**** Data under study ****

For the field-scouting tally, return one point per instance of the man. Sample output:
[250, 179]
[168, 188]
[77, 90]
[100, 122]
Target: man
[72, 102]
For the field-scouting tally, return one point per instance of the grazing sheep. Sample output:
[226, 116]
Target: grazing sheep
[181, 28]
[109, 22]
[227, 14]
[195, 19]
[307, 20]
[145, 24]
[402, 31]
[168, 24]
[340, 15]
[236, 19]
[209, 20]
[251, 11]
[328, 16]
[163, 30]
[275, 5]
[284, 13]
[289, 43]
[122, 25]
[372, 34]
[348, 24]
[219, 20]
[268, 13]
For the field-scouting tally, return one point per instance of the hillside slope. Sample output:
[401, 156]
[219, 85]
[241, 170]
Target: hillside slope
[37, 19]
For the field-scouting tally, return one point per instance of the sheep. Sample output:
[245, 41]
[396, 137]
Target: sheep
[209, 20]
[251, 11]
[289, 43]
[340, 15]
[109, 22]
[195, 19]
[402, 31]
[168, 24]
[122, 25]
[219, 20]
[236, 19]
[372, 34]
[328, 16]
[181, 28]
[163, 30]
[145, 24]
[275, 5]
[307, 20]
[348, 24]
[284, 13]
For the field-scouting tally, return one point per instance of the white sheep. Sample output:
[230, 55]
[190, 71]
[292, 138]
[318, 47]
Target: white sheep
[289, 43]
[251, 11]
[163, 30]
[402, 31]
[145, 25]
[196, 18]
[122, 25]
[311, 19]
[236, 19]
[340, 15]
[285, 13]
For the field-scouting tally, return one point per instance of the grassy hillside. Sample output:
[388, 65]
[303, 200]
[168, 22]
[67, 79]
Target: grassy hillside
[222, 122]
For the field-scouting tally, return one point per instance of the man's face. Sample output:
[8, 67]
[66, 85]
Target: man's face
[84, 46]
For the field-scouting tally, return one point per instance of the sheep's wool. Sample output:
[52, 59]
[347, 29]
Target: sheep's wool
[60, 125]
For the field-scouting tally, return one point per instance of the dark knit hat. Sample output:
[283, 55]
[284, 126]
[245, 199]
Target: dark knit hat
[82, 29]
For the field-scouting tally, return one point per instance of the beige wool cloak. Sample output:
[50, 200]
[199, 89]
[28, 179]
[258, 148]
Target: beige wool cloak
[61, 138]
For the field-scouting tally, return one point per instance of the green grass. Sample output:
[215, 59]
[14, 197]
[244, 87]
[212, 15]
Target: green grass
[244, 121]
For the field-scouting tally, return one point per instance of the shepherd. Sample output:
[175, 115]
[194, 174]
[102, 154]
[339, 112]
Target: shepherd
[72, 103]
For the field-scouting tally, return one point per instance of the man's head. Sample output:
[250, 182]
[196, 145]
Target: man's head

****

The problem: The lines above should be duplicated exactly.

Answer to this task:
For the field-scouting tally, return one point per instance of the man. Sample output:
[250, 179]
[168, 188]
[77, 90]
[100, 122]
Target: man
[72, 102]
For the field-scouting tally, return one point per instance of the grazing sheep. Sample output:
[226, 116]
Target: grazing sheep
[181, 28]
[109, 22]
[227, 14]
[195, 19]
[307, 20]
[145, 24]
[402, 31]
[168, 24]
[340, 15]
[236, 19]
[209, 20]
[251, 11]
[328, 16]
[163, 30]
[275, 5]
[284, 13]
[289, 43]
[122, 25]
[372, 34]
[348, 24]
[219, 20]
[268, 13]
For the field-scouting tally, return one point per instance of the hillside slope. Sample output:
[401, 156]
[219, 85]
[241, 170]
Target: hillside slope
[37, 19]
For the field-scouting tally, return one point per instance of the sheep. Sample output:
[245, 41]
[396, 137]
Target: sheep
[209, 20]
[251, 11]
[289, 43]
[340, 15]
[109, 22]
[195, 19]
[402, 31]
[168, 24]
[122, 25]
[219, 20]
[236, 19]
[372, 34]
[328, 16]
[181, 28]
[163, 30]
[145, 24]
[275, 5]
[307, 20]
[348, 24]
[284, 13]
For the field-scouting tally, return one point per instance of the white sheep. Sample output:
[230, 55]
[190, 71]
[292, 138]
[318, 47]
Target: white sheep
[289, 43]
[251, 11]
[163, 30]
[402, 31]
[145, 25]
[196, 18]
[122, 25]
[311, 19]
[236, 19]
[340, 15]
[285, 13]
For the field-scouting tally, return one point per instance of the grassy hillside. Sample output:
[388, 65]
[303, 200]
[168, 22]
[67, 79]
Target: grassy hillside
[222, 122]
For the field-scouting tally, return one point per instance of the man's face. Sample output:
[8, 67]
[66, 85]
Target: man's face
[84, 46]
For the field-scouting tally, return one point per instance of the sheep's wool. Sample output:
[52, 59]
[347, 29]
Target: sheep's wool
[60, 125]
For the field-scouting tally, return one point per instance of the dark knit hat. Sample output:
[283, 55]
[284, 126]
[245, 199]
Target: dark knit hat
[82, 29]
For the field-scouting tally, return one point per instance of the beige wool cloak. Sample output:
[50, 200]
[199, 89]
[28, 179]
[258, 148]
Target: beige wool cloak
[61, 138]
For the field-scouting tally, return one point per instance of the green grass. Sample output:
[215, 59]
[14, 197]
[244, 87]
[212, 15]
Target: green grass
[244, 121]
For the field-scouting tally, return one point per instance of the shepherd. Sample output:
[175, 115]
[194, 174]
[102, 154]
[339, 112]
Target: shepherd
[72, 103]
For the field-scouting tally, return one point per instance of the man's head. Sample output:
[250, 182]
[196, 145]
Target: man's head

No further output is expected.